(Data supplied Opens)

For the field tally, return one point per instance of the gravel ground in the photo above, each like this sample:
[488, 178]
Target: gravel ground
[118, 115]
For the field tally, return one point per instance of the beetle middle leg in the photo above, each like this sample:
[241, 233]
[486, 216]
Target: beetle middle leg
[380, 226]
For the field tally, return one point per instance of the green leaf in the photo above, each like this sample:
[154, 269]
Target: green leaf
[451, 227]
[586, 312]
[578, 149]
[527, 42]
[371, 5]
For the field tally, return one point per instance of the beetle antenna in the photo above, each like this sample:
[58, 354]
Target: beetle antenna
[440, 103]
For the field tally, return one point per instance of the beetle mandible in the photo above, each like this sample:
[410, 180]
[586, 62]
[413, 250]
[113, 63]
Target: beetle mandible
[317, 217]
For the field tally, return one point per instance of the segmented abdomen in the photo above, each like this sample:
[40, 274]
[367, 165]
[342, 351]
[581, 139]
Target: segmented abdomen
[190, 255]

(Data supplied Closes)

Looking at the data above, give the number of lines that include "tally"; add nothing else.

6